§ The problem:
From the entries provided below, copy each line that contains the word "blue".

Natural-language object grounding data
=== Begin Enclosure ===

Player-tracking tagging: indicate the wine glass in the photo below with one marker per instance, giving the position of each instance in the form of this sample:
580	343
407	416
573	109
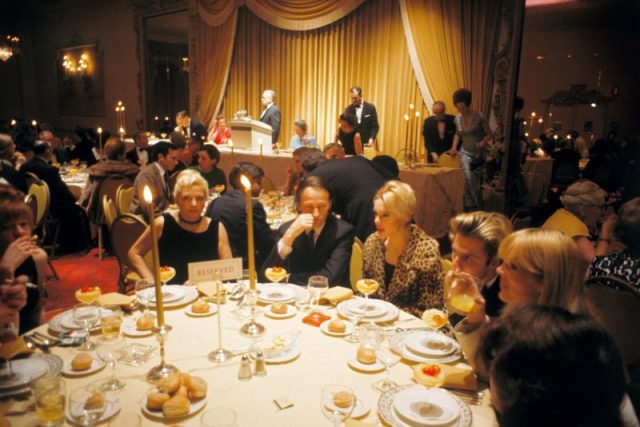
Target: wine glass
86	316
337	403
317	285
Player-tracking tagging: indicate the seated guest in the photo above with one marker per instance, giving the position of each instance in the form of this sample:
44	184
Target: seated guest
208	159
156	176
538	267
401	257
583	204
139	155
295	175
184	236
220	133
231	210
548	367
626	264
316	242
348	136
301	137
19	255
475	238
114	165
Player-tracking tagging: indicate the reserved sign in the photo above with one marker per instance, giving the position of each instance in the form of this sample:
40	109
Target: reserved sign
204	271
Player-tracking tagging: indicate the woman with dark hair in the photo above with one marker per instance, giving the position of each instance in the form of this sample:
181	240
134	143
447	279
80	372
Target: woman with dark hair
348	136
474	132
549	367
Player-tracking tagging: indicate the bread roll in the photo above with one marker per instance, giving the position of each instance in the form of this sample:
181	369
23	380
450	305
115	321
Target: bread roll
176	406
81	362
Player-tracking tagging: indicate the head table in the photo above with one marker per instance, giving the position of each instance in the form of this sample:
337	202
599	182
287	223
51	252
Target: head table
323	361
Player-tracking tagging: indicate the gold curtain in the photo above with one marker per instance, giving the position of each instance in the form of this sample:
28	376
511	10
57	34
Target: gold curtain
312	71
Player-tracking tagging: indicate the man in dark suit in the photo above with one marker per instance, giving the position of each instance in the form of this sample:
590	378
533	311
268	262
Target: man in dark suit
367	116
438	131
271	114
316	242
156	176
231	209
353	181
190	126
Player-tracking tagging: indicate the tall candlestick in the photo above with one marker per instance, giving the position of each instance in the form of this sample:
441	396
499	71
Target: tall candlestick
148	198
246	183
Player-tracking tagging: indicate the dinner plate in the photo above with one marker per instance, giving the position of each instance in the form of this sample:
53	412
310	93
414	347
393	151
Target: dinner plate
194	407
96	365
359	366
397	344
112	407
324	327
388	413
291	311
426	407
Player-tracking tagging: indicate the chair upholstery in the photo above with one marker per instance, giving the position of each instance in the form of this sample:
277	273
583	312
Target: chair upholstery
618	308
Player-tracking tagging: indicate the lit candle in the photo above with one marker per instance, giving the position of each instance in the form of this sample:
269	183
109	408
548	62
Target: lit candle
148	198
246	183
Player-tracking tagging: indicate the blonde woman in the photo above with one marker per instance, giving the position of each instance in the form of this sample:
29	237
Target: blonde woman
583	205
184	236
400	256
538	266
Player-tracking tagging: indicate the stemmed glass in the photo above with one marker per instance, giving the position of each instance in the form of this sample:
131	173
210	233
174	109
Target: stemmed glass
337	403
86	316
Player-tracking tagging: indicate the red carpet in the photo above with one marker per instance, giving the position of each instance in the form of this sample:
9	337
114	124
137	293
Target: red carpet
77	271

=== End Enclosure ===
=== Begin Enclosure ===

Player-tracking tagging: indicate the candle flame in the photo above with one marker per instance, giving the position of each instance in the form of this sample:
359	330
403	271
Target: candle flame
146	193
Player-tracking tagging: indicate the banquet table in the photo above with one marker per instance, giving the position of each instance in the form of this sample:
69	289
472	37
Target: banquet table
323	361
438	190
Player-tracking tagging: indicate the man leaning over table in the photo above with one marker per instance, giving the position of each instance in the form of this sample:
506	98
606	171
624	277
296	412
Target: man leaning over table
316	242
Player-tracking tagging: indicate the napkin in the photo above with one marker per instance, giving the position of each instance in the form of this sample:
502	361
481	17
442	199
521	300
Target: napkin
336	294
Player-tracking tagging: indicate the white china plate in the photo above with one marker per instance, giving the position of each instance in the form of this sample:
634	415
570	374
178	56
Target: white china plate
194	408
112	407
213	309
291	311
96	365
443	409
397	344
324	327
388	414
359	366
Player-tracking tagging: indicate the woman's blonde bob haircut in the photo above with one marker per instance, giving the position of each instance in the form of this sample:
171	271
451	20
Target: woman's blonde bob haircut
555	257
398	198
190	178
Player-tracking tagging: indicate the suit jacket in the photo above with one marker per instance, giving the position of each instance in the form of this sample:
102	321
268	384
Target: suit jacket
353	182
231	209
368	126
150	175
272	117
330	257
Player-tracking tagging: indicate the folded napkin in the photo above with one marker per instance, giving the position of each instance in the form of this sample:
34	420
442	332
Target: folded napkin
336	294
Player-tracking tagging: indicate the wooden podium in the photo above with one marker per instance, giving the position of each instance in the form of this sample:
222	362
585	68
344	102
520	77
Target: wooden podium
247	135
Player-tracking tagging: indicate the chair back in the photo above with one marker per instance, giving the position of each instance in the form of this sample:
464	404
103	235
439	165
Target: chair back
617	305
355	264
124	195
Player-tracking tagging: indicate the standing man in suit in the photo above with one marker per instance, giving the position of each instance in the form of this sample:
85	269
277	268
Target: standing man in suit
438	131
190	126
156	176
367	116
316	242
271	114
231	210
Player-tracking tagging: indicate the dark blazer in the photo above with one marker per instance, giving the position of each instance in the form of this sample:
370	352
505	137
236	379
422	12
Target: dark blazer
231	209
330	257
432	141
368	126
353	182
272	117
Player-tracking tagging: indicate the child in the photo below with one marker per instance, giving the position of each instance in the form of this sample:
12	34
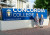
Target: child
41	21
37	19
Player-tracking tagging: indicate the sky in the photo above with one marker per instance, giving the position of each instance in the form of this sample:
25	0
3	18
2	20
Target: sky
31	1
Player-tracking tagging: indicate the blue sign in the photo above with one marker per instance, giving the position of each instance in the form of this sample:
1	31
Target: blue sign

=== End Enclosure ===

§ Answer section:
Player-tracking tagging: indicate the blue sign in the photo above with one marker per instance, giving the position of each instance in the form of this sample:
Target: blue sign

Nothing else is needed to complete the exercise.